++++ Brano fornito ++++

Roberto de Mattei, Cristianità n. 14 (1975)
Il 1º ottobre 1975 l’Istituto Affari Internazionali di Roma (IAI) rilasciava un comunicato stampa – riportato il giorno seguente da tutti i maggiori quotidiani – in cui si annunciava che l’incontro organizzato dallo stesso IAI e dal Council on Foreign Relations (CFR) “tra una delegazione rappresentativa dell’Italia di oggi e di domani e un’analoga delegazione americana“, che avrebbe dovuto tenersi a New York dal 24 al 26 ottobre, era stato rinviato “a prossima data da definirsi“, dal momento che il dipartimento di Stato americano non avrebbe concesso il visto d’ingresso all’on. Sergio Segre del Partito Comunista Italiano, partecipante con altre illustri personalità all’incontro (1).
Sergio Segre, “ministro degli Esteri” del PCI, era evidentemente l’ospite di maggiore rilievo di un incontro accuratamente preparato fin dall’estate. “Era luglio, meno di tre mesi fa – ricorda la rivista Tempo – Dagli Stati Uniti arrivò a Bellagio in provincia di Como, Zygmunt Nagorski, uno dei sei direttori del Council on Foreign Relations. Da Roma andarono subito a trovarlo alcuni dirigenti del partito. Segre invitò Nagorski a visitare la scuola del PCI a Como. Nagorski pronunciò parole di elogio, poi partì. “Ci vediamo a Nuova York”, pare avesse detto a Segre” (2).
All’incontro di luglio tra il prof. Zygmunt Nagorski e l’on. Sergio Segre, svoltosi nella Villa Serbelloni di Bellagio, sede italiana della Fondazione Rockefeller, aveva fatto seguito una dichiarazione sulla situazione politica italiana, contenente lusinghieri apprezzamenti sul PCI, che, rilasciata dallo stesso Nagorski al New York Times, era stata, per qualche settimana di agosto, al centro dei commenti della stampa europea.

++++ Voci dei dati ++++

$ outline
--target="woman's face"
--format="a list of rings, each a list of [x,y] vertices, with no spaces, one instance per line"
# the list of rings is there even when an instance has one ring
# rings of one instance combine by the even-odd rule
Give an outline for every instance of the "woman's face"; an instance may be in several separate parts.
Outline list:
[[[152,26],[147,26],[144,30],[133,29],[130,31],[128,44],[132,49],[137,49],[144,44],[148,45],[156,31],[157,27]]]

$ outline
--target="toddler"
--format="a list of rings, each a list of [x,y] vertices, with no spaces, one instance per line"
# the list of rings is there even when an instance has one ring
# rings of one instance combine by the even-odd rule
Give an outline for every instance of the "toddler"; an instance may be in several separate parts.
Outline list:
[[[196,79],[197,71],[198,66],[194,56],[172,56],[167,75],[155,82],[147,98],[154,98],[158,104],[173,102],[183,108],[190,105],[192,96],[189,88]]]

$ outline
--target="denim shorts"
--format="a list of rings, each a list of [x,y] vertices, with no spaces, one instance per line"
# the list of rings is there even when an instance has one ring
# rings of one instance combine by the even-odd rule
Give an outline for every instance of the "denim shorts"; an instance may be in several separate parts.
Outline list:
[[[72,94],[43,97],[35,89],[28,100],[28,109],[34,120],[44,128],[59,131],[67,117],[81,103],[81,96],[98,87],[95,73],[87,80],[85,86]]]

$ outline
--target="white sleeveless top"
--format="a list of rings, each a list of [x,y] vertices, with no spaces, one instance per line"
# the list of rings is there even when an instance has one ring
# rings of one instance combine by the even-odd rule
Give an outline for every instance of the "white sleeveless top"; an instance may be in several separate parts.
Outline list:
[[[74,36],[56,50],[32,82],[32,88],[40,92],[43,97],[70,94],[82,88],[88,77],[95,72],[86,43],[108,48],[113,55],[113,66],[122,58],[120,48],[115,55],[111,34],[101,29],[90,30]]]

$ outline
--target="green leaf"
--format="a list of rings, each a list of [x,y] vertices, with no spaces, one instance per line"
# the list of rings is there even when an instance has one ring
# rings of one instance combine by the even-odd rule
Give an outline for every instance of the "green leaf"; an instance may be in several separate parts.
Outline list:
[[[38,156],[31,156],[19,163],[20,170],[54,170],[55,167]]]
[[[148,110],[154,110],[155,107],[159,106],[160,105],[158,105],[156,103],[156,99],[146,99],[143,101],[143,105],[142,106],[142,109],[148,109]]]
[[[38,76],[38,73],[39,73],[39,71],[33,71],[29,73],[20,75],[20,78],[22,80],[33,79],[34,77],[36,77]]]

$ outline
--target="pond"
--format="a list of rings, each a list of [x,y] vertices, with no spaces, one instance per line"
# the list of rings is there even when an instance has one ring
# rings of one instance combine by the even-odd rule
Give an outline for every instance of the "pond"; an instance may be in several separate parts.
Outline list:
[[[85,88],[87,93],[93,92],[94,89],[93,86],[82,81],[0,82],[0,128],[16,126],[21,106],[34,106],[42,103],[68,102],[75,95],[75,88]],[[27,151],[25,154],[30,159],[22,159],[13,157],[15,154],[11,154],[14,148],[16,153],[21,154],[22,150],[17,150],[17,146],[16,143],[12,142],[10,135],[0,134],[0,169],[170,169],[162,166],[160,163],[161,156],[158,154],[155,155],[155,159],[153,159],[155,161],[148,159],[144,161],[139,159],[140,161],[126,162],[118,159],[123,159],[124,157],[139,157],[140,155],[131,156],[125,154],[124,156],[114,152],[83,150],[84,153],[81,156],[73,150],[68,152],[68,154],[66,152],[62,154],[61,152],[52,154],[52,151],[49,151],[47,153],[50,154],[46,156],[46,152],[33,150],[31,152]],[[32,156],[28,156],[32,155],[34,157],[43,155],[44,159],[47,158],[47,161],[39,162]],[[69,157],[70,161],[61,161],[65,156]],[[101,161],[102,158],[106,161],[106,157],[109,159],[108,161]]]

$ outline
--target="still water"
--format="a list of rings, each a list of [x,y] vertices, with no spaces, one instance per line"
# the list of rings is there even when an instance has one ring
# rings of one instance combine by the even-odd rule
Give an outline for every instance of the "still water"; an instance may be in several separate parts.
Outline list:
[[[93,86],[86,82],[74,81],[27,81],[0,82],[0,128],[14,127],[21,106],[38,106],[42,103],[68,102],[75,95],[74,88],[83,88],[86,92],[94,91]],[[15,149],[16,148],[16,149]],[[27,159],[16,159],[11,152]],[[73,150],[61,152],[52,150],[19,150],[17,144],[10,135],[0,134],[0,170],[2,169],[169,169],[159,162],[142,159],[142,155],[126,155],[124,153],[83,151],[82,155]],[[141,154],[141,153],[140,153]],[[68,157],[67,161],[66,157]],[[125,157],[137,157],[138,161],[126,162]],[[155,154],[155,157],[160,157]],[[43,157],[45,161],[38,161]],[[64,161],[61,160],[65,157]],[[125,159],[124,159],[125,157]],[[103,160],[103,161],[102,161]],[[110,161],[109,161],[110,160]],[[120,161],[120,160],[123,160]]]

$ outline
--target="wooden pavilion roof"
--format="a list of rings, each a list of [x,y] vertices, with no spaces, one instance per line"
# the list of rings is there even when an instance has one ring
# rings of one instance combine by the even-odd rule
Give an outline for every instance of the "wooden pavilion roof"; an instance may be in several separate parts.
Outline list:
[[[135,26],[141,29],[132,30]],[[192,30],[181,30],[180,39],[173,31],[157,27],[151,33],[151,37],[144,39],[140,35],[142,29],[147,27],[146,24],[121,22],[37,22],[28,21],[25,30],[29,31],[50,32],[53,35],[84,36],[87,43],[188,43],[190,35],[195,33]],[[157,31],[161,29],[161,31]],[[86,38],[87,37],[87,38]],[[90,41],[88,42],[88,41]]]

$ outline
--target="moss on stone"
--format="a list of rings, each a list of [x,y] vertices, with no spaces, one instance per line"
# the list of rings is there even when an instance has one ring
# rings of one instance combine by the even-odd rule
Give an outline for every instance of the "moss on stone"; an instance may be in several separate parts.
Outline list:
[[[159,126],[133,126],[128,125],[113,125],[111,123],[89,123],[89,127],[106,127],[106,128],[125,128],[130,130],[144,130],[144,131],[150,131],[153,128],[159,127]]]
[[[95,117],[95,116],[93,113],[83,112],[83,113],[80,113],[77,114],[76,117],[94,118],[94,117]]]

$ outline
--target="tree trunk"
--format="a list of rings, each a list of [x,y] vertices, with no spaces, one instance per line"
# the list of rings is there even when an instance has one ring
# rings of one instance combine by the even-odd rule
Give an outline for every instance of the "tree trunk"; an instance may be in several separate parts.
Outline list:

++++

## Compiti da svolgere
1. Per favore, ricopia parola per parola il brano, cominciando da "All’incontro di luglio" e proseguendo fino a "della stampa europea.".
2. In quale luogo si svolse l'incontro di luglio tra Zygmunt Nagorski e Sergio Segre, secondo il brano?

## Elenco risposte
1.
All’incontro di luglio tra il prof. Zygmunt Nagorski e l’on. Sergio Segre, svoltosi nella Villa Serbelloni di Bellagio, sede italiana della Fondazione Rockefeller, aveva fatto seguito una dichiarazione sulla situazione politica italiana, contenente lusinghieri apprezzamenti sul PCI, che, rilasciata dallo stesso Nagorski al New York Times, era stata, per qualche settimana di agosto, al centro dei commenti della stampa europea.

2. Nella Villa Serbelloni di Bellagio, sede italiana della Fondazione Rockefeller.